(PROVIDED PASSAGE)
=======

We conclude that the Commission was in error for rejecting this item as an operating expense. Witnesses for South Hinds testified that the payments of these salaries were authorized according to the minutes of directors' meetings, but that these expenses remained unpaid for lack of funds. The utility employed only one full-time employee who handled mailing and customer complaints. The three stockholders who are unpaid were on the board of directors; they formulated policy, and they gave directions to the full-time and part-time personnel for operation of the plant. Under these circumstances, it does not seem unreasonable for the three stockholder-officers to draw a total sum of $13,520 annual salary for their duties. Thus, it was error for the Commission to exclude these expenses simply because they had not been actually paid. Consequently, it was also error to exclude the payroll taxes on the salaries.
IIIB.

=======

(PROMPT A)
In the records, repeat the lines exactly. Begin at the line that contains "Where can the side" and continue through the final line of the records.
The records that come next are unrelated to the text on the utility's salary expenses.

=======

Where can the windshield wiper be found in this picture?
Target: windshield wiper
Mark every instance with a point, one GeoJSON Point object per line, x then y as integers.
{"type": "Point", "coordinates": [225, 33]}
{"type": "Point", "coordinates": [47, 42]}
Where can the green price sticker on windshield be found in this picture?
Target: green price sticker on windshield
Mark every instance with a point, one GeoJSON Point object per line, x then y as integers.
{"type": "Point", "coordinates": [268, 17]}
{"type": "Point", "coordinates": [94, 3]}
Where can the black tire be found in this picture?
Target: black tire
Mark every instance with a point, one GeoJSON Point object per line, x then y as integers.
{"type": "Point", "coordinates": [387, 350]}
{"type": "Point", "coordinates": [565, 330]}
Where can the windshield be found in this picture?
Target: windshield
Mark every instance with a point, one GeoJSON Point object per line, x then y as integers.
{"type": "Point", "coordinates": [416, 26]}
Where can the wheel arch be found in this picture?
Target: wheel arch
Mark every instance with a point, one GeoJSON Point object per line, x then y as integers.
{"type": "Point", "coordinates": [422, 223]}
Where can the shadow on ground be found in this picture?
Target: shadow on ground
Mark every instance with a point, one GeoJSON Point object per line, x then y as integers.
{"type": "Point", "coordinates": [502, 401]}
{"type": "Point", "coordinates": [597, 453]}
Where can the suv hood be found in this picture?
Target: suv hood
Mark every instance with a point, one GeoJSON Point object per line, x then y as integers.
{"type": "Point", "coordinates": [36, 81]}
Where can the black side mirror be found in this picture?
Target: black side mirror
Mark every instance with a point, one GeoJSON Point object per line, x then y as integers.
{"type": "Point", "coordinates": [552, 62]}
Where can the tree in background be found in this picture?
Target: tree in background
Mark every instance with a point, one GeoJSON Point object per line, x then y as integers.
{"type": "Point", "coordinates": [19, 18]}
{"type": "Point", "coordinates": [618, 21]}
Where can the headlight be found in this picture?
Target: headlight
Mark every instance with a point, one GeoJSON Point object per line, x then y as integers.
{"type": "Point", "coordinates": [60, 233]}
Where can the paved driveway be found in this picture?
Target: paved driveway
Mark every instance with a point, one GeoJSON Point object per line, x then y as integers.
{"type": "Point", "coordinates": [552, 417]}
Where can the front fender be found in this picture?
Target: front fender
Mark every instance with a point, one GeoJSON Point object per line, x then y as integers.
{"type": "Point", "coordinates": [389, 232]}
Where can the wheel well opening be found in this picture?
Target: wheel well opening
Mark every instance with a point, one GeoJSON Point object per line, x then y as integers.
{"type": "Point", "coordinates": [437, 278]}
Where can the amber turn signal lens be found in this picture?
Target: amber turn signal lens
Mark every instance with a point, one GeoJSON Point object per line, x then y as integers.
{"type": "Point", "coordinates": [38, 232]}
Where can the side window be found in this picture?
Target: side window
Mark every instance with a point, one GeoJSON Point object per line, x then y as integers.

=======

(PROMPT B)
From the text on the utility's salary expenses, list every role or duty it assigns to the three unpaid stockholders.

(CORRECT OUTPUT A)
Where can the side window be found in this picture?
Target: side window
Mark every instance with a point, one GeoJSON Point object per line, x then y as integers.

(CORRECT OUTPUT B)
- They were on the board of directors.
- They formulated policy.
- They gave directions to the full-time and part-time personnel for operation of the plant.